■ **Required work**: Every line from the one that contains "of the arched" to the end of the records must be restated word for word. No other line belongs in the answer.
======== Record extracts ========
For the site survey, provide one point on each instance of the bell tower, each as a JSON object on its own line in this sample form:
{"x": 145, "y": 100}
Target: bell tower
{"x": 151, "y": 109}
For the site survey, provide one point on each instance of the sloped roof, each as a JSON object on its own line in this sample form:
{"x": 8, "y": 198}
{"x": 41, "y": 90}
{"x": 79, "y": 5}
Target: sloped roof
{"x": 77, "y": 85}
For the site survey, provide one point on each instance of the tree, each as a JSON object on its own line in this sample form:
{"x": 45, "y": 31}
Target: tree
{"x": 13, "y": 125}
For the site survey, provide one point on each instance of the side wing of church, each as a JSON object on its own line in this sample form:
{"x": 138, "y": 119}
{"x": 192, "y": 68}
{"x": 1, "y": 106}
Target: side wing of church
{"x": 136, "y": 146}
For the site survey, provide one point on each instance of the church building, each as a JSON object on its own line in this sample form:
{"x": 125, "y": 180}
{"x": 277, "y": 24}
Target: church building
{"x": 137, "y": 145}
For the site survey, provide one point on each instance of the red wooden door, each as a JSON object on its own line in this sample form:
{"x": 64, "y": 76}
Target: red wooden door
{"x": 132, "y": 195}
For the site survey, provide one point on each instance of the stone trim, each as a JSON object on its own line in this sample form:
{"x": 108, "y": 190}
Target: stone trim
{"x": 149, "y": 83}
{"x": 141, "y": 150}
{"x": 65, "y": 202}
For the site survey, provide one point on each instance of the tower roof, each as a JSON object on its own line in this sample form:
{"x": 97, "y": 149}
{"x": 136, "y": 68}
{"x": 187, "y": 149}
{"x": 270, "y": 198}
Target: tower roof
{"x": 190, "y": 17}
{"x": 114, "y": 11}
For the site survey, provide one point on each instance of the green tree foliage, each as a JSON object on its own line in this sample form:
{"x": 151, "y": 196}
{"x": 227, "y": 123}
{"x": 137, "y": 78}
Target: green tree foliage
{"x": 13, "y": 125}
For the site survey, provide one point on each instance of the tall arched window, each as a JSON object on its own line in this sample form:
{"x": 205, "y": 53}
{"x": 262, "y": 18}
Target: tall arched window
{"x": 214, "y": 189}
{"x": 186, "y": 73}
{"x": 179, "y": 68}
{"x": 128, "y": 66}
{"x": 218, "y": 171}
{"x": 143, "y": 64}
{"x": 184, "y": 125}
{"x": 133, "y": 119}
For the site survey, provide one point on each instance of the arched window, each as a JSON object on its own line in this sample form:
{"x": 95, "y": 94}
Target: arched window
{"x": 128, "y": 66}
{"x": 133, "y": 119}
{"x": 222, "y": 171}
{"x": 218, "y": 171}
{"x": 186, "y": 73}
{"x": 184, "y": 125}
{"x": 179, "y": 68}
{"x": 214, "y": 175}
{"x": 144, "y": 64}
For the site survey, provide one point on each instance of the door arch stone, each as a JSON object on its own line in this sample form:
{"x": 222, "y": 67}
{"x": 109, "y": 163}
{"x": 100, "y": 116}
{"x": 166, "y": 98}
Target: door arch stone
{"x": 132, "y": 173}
========
■ **Exercise solution**:
For the site survey, provide one point on each instance of the arched window, each as a JSON object on its own line in this sample form:
{"x": 95, "y": 94}
Target: arched window
{"x": 128, "y": 66}
{"x": 133, "y": 119}
{"x": 222, "y": 171}
{"x": 218, "y": 171}
{"x": 186, "y": 73}
{"x": 184, "y": 125}
{"x": 179, "y": 68}
{"x": 214, "y": 175}
{"x": 144, "y": 64}
For the site survey, provide one point on each instance of the door arch stone, each as a JSON object on its own line in this sample form:
{"x": 222, "y": 67}
{"x": 109, "y": 163}
{"x": 100, "y": 116}
{"x": 166, "y": 98}
Target: door arch stone
{"x": 132, "y": 173}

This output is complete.